- **Exercise**
Please transcribe verbatim the lines of the records below, starting at the line that contains "Ground the harbor water visible above." and ending at the line that contains "[286,153,507,340]", with both of those lines included.

- **The input**

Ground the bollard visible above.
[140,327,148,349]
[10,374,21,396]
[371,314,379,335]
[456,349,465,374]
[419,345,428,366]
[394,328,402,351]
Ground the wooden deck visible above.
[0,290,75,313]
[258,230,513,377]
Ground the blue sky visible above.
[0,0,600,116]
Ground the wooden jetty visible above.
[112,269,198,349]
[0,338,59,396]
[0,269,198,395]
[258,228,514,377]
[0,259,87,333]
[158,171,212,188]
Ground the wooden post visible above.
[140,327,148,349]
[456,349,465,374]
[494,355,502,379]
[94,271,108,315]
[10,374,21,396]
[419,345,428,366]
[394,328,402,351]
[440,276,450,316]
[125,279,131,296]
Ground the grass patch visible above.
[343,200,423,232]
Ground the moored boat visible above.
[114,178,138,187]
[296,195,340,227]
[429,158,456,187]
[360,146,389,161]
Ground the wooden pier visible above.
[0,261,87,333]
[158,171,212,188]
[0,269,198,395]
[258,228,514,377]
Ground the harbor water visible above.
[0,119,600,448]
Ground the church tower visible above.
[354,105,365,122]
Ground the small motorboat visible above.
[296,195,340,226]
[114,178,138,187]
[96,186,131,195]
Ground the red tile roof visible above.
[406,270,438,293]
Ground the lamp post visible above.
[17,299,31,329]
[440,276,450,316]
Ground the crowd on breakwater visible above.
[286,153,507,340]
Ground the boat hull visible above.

--

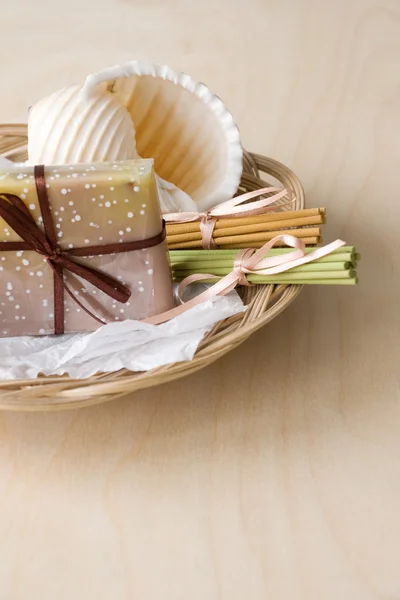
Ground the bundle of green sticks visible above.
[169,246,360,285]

- **Output for this exercise**
Ground the harbor water visible above.
[0,119,600,448]
Ground the church tower visible above.
[354,105,365,122]
Ground the small motorboat visible above.
[296,195,340,226]
[114,178,138,187]
[96,186,131,195]
Ground the red tile roof visible above.
[406,270,438,293]
Ground the lamp post visible above.
[17,299,31,329]
[440,276,450,316]
Ground the crowd on breakwater visible above.
[286,153,507,340]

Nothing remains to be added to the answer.